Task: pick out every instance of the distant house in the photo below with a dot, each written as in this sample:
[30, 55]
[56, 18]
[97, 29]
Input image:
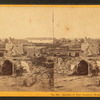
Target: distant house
[40, 40]
[90, 47]
[14, 47]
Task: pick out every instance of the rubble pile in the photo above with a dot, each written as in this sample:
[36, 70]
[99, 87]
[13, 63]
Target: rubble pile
[43, 74]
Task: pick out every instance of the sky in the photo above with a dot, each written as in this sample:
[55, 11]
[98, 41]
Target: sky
[23, 22]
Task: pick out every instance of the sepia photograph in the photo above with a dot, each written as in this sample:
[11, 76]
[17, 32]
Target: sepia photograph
[25, 37]
[50, 49]
[77, 49]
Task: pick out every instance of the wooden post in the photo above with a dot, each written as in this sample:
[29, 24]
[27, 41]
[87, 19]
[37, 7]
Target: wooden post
[89, 71]
[13, 69]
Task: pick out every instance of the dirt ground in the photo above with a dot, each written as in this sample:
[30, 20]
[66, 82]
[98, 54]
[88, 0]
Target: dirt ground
[66, 83]
[8, 83]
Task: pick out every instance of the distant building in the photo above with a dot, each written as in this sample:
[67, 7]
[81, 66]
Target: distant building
[14, 47]
[40, 40]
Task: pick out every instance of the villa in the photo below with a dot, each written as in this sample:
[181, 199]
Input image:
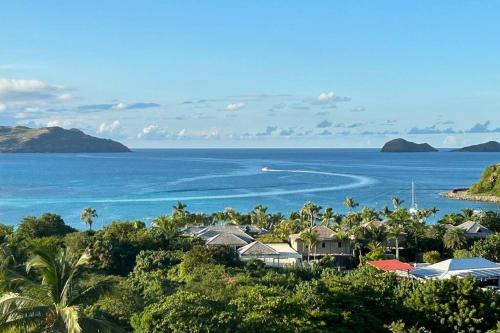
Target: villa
[479, 268]
[226, 235]
[327, 243]
[271, 254]
[474, 229]
[392, 265]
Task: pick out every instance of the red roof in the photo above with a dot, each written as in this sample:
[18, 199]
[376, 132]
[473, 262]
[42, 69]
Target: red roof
[391, 265]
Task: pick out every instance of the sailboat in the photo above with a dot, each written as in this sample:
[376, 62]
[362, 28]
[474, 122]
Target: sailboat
[413, 209]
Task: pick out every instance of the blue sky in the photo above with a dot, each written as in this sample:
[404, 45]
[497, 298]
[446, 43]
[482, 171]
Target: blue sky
[255, 73]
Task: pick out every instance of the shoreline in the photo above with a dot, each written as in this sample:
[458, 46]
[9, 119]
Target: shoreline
[462, 194]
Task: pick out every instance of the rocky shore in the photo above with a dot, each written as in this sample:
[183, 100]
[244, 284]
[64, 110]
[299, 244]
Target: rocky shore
[463, 194]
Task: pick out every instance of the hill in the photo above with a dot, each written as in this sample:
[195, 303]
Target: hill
[487, 147]
[22, 139]
[403, 146]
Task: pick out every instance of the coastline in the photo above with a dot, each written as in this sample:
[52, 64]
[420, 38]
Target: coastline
[463, 194]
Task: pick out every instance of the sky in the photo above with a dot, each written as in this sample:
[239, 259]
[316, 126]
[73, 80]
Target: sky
[179, 74]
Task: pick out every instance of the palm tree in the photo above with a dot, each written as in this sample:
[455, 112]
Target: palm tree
[218, 217]
[55, 303]
[309, 238]
[395, 232]
[87, 216]
[179, 210]
[327, 217]
[350, 204]
[259, 217]
[454, 238]
[396, 202]
[310, 211]
[468, 214]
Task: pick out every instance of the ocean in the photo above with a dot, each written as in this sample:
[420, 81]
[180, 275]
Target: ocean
[147, 183]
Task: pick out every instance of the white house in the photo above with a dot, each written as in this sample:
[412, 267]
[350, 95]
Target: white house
[271, 254]
[479, 268]
[474, 229]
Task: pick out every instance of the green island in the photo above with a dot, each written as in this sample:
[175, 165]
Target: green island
[487, 188]
[22, 139]
[191, 272]
[403, 146]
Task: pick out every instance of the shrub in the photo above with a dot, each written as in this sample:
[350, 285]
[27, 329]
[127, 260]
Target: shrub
[432, 257]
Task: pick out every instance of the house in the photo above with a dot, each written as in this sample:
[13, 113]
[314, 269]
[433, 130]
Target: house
[392, 265]
[227, 235]
[271, 254]
[479, 268]
[327, 243]
[474, 229]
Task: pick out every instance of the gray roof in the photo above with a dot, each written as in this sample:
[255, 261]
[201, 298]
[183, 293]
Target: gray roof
[472, 227]
[477, 267]
[274, 250]
[226, 239]
[320, 231]
[257, 248]
[231, 235]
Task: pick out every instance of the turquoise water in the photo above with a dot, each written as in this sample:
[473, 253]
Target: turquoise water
[146, 183]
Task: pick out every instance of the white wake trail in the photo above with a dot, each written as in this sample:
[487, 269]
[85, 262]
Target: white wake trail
[358, 181]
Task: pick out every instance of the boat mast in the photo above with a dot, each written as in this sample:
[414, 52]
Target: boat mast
[413, 202]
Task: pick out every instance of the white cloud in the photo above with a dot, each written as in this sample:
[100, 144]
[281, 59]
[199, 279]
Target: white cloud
[153, 132]
[330, 97]
[235, 106]
[64, 97]
[110, 128]
[13, 89]
[182, 133]
[120, 106]
[325, 96]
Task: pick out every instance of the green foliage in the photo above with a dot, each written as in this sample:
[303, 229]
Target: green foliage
[462, 254]
[5, 232]
[488, 247]
[182, 312]
[173, 283]
[454, 239]
[118, 244]
[489, 183]
[458, 305]
[119, 305]
[432, 257]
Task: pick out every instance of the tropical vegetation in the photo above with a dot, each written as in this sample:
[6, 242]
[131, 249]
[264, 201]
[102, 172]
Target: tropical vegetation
[132, 277]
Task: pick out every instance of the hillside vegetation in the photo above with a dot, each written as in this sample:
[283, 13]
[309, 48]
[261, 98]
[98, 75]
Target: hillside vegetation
[21, 139]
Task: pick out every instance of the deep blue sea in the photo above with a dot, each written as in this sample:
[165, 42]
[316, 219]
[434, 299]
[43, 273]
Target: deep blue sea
[146, 183]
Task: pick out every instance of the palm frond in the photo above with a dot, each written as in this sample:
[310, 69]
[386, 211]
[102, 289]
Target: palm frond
[12, 301]
[92, 292]
[70, 316]
[99, 326]
[74, 270]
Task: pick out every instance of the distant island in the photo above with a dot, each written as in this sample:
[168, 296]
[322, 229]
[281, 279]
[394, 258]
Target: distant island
[21, 139]
[404, 146]
[487, 188]
[487, 147]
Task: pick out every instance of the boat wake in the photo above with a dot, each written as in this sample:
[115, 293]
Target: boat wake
[357, 181]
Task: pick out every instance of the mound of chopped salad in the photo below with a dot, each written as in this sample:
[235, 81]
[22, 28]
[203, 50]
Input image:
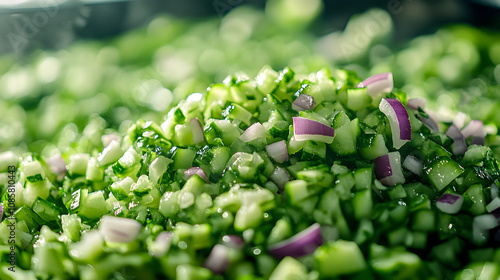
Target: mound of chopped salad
[285, 176]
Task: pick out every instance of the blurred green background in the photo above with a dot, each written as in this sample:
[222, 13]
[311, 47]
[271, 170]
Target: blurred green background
[71, 71]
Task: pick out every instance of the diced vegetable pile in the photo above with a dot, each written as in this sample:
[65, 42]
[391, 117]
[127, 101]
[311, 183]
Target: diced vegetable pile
[324, 176]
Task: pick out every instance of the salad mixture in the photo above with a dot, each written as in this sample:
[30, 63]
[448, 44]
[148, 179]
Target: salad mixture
[285, 176]
[53, 98]
[386, 170]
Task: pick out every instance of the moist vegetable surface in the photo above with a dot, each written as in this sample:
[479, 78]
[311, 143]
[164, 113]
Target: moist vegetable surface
[283, 176]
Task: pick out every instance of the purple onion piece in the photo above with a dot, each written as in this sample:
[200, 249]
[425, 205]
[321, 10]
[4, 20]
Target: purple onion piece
[450, 203]
[494, 190]
[398, 120]
[380, 83]
[278, 151]
[197, 129]
[388, 169]
[301, 244]
[303, 102]
[306, 129]
[196, 170]
[415, 103]
[253, 132]
[218, 260]
[459, 146]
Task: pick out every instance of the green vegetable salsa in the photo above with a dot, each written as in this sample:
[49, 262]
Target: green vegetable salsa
[279, 177]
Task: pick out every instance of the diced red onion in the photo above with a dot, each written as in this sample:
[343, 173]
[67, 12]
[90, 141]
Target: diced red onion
[233, 241]
[116, 229]
[398, 120]
[162, 244]
[306, 129]
[388, 169]
[197, 129]
[380, 83]
[414, 165]
[493, 205]
[459, 146]
[303, 102]
[280, 177]
[278, 151]
[472, 128]
[57, 165]
[301, 244]
[218, 260]
[415, 103]
[196, 170]
[450, 203]
[494, 190]
[253, 132]
[481, 225]
[108, 138]
[459, 120]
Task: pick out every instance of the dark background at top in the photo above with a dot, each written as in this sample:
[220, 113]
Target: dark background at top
[98, 21]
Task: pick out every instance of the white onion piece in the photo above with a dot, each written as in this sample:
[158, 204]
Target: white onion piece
[303, 102]
[233, 241]
[481, 225]
[253, 132]
[459, 146]
[218, 260]
[380, 83]
[493, 205]
[459, 120]
[278, 151]
[414, 165]
[280, 177]
[472, 128]
[161, 245]
[450, 203]
[57, 165]
[494, 190]
[301, 244]
[388, 169]
[116, 229]
[197, 129]
[398, 120]
[306, 129]
[196, 170]
[415, 103]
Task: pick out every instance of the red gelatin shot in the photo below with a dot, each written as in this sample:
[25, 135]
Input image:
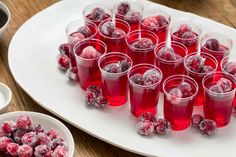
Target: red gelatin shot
[87, 53]
[97, 12]
[157, 22]
[179, 98]
[129, 11]
[219, 92]
[141, 45]
[217, 45]
[187, 33]
[77, 31]
[144, 82]
[114, 34]
[198, 65]
[114, 67]
[170, 58]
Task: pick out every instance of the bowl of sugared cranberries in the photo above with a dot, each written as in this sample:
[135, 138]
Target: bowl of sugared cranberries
[26, 134]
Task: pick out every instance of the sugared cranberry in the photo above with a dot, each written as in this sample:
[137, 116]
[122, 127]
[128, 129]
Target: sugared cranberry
[225, 84]
[137, 79]
[207, 127]
[212, 44]
[12, 149]
[42, 151]
[143, 43]
[167, 54]
[64, 49]
[186, 89]
[145, 127]
[123, 8]
[25, 151]
[101, 102]
[94, 89]
[23, 122]
[89, 52]
[162, 127]
[85, 30]
[151, 76]
[195, 63]
[97, 14]
[196, 120]
[107, 28]
[64, 62]
[60, 151]
[132, 16]
[147, 116]
[30, 139]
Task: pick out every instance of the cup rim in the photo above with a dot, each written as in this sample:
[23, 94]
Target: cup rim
[199, 53]
[145, 86]
[182, 76]
[114, 54]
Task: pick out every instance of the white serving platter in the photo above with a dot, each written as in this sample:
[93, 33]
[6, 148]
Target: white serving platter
[33, 62]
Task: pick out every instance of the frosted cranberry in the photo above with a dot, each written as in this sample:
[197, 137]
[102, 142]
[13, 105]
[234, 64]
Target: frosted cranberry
[186, 89]
[4, 141]
[52, 133]
[208, 127]
[196, 120]
[64, 62]
[90, 98]
[89, 52]
[23, 122]
[212, 44]
[42, 151]
[25, 151]
[225, 84]
[101, 102]
[161, 21]
[132, 16]
[145, 127]
[162, 127]
[18, 135]
[147, 116]
[137, 79]
[94, 89]
[8, 127]
[166, 53]
[60, 151]
[151, 23]
[107, 28]
[30, 139]
[64, 49]
[12, 149]
[85, 30]
[151, 76]
[118, 33]
[195, 63]
[56, 142]
[123, 8]
[97, 14]
[174, 95]
[143, 43]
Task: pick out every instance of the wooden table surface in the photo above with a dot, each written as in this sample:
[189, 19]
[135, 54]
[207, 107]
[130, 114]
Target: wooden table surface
[223, 11]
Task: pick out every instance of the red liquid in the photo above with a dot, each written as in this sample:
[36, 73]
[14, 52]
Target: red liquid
[192, 45]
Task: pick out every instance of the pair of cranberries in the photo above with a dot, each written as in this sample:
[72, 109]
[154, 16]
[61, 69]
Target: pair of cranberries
[206, 126]
[23, 138]
[147, 124]
[149, 77]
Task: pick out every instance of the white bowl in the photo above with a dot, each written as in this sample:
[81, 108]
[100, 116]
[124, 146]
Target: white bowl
[5, 97]
[47, 123]
[7, 11]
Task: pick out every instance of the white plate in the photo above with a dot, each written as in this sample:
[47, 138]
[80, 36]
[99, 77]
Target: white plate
[47, 123]
[32, 60]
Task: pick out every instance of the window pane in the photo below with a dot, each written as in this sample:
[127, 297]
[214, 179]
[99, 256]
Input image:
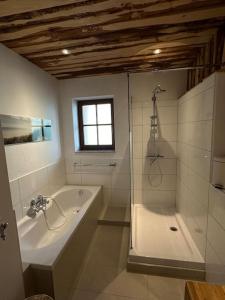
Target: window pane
[104, 113]
[90, 135]
[89, 114]
[105, 135]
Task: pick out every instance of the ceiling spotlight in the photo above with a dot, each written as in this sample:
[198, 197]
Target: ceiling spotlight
[66, 51]
[157, 51]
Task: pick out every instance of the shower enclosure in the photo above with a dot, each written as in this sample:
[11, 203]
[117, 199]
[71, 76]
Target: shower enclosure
[160, 241]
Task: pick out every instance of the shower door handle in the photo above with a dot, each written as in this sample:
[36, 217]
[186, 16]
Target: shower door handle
[3, 227]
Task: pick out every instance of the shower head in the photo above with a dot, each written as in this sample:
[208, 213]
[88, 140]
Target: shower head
[158, 90]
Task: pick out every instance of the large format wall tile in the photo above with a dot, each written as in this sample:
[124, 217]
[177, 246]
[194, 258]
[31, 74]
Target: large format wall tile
[195, 114]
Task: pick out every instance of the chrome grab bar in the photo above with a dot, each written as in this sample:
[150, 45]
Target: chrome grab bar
[113, 164]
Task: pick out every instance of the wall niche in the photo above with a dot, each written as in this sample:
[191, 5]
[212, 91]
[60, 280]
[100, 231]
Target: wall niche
[17, 130]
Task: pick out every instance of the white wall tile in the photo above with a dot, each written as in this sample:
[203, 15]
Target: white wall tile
[215, 268]
[15, 191]
[75, 179]
[120, 197]
[195, 113]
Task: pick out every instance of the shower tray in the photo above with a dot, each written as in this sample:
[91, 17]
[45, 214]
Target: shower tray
[162, 244]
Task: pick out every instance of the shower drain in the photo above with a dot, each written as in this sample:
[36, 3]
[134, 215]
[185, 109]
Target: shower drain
[173, 228]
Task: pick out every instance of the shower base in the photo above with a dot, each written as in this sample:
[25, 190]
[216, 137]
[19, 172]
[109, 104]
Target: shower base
[162, 244]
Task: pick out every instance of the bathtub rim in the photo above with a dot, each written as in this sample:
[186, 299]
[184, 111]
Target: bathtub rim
[36, 257]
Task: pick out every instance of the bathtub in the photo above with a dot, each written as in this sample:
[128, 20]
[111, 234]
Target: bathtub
[55, 244]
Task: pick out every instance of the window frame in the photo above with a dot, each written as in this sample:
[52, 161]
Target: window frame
[82, 103]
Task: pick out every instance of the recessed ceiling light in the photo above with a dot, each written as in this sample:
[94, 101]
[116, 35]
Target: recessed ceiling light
[66, 51]
[157, 51]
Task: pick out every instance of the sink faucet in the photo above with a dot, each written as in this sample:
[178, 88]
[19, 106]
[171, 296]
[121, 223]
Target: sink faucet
[37, 204]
+ + +
Task prompt :: Repeat word for word every line from the one that holds "Task: pick out every instance of the shower tray" to the end. Both ends count.

Output below ::
Task: pick out every instance of the shower tray in the photo above with a dot, each written as in this sample:
[91, 17]
[45, 214]
Target: shower tray
[162, 244]
Task: pick out every instance of the shower drain in the photo above with a dot, each written as in this sample:
[36, 3]
[134, 215]
[185, 109]
Target: shower drain
[173, 228]
Task: pick out every instance of the shower base in the photo above with a dot, each written as in this sample:
[25, 190]
[216, 137]
[19, 172]
[109, 104]
Target: shower base
[162, 244]
Task: pick out every instance of the bathtub rim in the photo above with a dot, each written as in this sample:
[186, 299]
[184, 111]
Target: bathtub rim
[36, 257]
Task: pick out every instance of the bathtub in the photo above with a dot, each written as in this sample:
[128, 20]
[111, 234]
Target: bathtub
[55, 244]
Task: pick out every instance of the window frame in the photo above with a dot, each written as in this sample:
[52, 161]
Target: window frame
[82, 103]
Task: pick out every instance of the recessed ceiling light in the photo above with a dot, each written as in this sample:
[94, 101]
[116, 35]
Target: recessed ceiling light
[66, 51]
[157, 51]
Task: pick out every instance of the sink faucet in the photo above with a dot, each written as in this sample:
[178, 88]
[19, 106]
[171, 296]
[121, 223]
Target: sink faucet
[37, 204]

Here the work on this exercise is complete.